■ What is required ■
Give the data again word for word; drop the pictures.

Records from a data collection
§

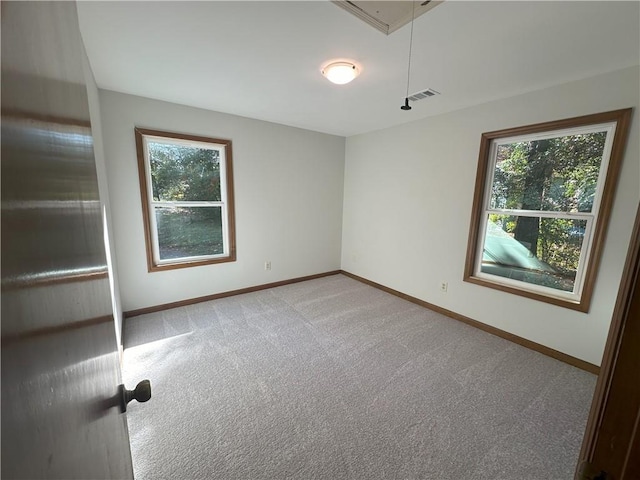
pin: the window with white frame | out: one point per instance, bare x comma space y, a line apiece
187, 198
542, 201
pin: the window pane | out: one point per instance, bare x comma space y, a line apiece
183, 173
540, 251
189, 232
553, 174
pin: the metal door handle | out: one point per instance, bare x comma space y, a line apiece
141, 393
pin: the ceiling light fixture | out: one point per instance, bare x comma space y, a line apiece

§

■ Solved exercise ■
pin: the window with white frame | out: one point per instance, bare x comma space y, a line apiece
187, 198
542, 201
pin: the window pane | out: one point per instance, bare x comma space y, a line apiece
183, 173
540, 251
189, 232
553, 174
pin: the metal door handle | out: one point per instance, bare x comma space y, a line apiece
141, 393
pin: the ceiling light fixture | out: one point per instance, bare x comma space y, a line apiece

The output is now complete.